_Vorliegender Text_:
Batteriepest und geheime Hosentaschen

Ola, mich gibt’s noch, euer Svenni.

Beja war ja Staub und Hitze, aber das geht noch besser. Nur 20 Kilometer durfte ich weiter, dann standen wir in Serpa. In Serpa gab es noch mehr Staub, und ab Mittag brauchst du ein Hitzeschild wie so ’ne Raumfähre. Oder aber Siesta.

Das Schöne in Serpa war, dass die drei Kultur machen konnten. Und das, ganz aussergewöhnlich, ohne auf einen Berg hochzulaufen. Also nur ein paar Meter hoch, denn unser Campingplatz war wieder fast direkt in der Stadt. Sehr praktisch. Allerdings sollten die mal früher aufstehen. Mann kann ja nicht ganz übergangslos vom Aufstehen in die Siesta überwechseln. Und wer früh aufsteht, kann sogar ins Museum. Denn bis die drei dort waren, wollten die Leute dort ihre Siesta machen. So blieben sie halt draussen.

Der Eingang zum archäologischen Museum in Serpa zur Mittagszeit. Gerade geschlossen.
Serpa, auf dem Hügel eine abweisende Kirche.
Fake-Schornsteine in Serpa.
Alter Gemäuer, verfallend. Serpa.
Svenni will in Portugal bleiben. Denn hier hält sogar dünnes japanisches Blech ewig.

Nach drei Tagen Hitze war dann auch mal genug. Mit frischen Kräften wollen wir los, halten nachmals an der Rezeption und dann – nichts. Die Hitze war zu viel gewesen, meine Kräfte in der Starterbatterie haben mich verlassen. Was nun? Die Aufbaubatterie auszubauen dauert mindestens eine Stunde, das wiedereinbauen noch länger. Anschieben könnt ihr bei mir vergessen. Keine Werkstatt weit und breit, wo man die Batterie hintragen könnte. Also mal mit meinen Freunden vom ADAC in München telefoniert und die haben tatsächlich innerhalb von anderthalb Stunden  jemanden mit so einem Starthilfegerät eingeflogen. Puh, jetzt hieß es erstmal weiterfahren, in der Mittagshitze natürlich bloß den Motor nicht ausstellen.

_Aufgabe 1_:
Stimmen diese Aussagen mit dem Reisebericht über Serpa überein? Antworte jeweils mit Ja oder Nein und zitiere die Worte aus dem Reisebericht, die das belegen.
(a) Der Campingplatz lag fast direkt in der Stadt.
(b) Die drei haben das Museum von innen gesehen.
(c) Der ADAC schickte jemanden mit einem Starthilfegerät.
_Aufgabe 2_: Führe den Reisebericht über Serpa weiter und knüpfe dabei direkt an seinen letzten Satz an.

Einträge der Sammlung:
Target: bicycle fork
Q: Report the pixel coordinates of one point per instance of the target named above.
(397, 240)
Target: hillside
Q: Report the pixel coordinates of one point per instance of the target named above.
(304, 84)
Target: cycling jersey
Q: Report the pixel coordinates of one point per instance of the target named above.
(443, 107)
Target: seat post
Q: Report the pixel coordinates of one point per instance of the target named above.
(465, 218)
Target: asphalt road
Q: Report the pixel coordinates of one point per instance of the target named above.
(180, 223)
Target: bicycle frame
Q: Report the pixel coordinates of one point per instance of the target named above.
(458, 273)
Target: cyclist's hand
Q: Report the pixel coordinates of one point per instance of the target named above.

_Ergebnis 1_:
(a) Ja: „unser Campingplatz war wieder fast direkt in der Stadt“
(b) Nein: „So blieben sie halt draussen.“
(c) Ja: „jemanden mit so einem Starthilfegerät eingeflogen“

_Ergebnis 2_:
Nach 50 Kilometern konnten wir dann nicht mehr. In Mertola waren wir da, nochmal so weit an den Strand im Algarve wollten wir eigentlich. Also durfte ich mich auf einem Parkplatz mit super Flussblick auf den Guadiana erholen und die drei haben im Hotel wohl auch ganz gut geschlafen. Und am nächsten morgen ist meine Batterie auch erholt gewesen, ich schnurre wie ein Kätzchen und Kultur gab es auch noch. Die haben dort sogar einen richtigen Berg mit der Altstadt und der Burg und der Typ mausre den Kleinen natürlich auf den Turm Hochschleppen. War ja klar.

Das schönste an Flüssen sind die Brücken für Svenni. Guadiana in Mertola.
Biste auf dem Turm, kannste runtergucken. Hier auf Kirchenzinnen in Mertola.
Wieder mal zu schmal für Svenni. Weg zur Burg in Mertola.
Mertola liegt auf dem Hügel, die Burg auf dem Berg.

Mittags sind wir dann durch den schönen Naturpark am Guadiana nach Monte Gordo gefahren, die haben in Vila Real de Santo Antonio (wer lässt sich eigentlich solchen Ortsnamen einfallen? Geht doch auch einfacher, LT 28 finde ich z.B. kurz und knackig) noch gewaschen und lecker gegessen und nun stehe ich unter Pinien und lass mir mal wieder die Seeluft durch den Kühler blasen. Das tut gut, und Möwen gibt es hier auch keine. Das ist Erholung.

Dass wir hier sein können und nicht auf dem Supermarktparkplatz in Vila Real de Santo Antonio warten mussten, bis die aus München wieder einen Helfer eingeflogen hatten, lag übrigens nur daran, dass der Typ Hosen mit unbekannten Taschen hat. Das muss zumindest der Grund gewesen sein, dass er meinen Schlüssel dann irgendwo doch noch gefunden hat. Das war große Aufregung und ein großes Schauspiel. Sogar den Supermarktparkplatzmülleimer mit der dreckigen Windel hat er nach dem Schlüssel durchsucht. Einfach weg war der. Also nicht wirklich, es gibt ja diese unbekannte Hosentasche.

Türme, etwas neuer, gibt es auch in Monte Gordo.
Und Touristen-Schnick-Schnack ohne Ende.

Deutsche Hohlköppe und Babysprache im Sprachgewirr

Ola, euer Svenni mal wieder.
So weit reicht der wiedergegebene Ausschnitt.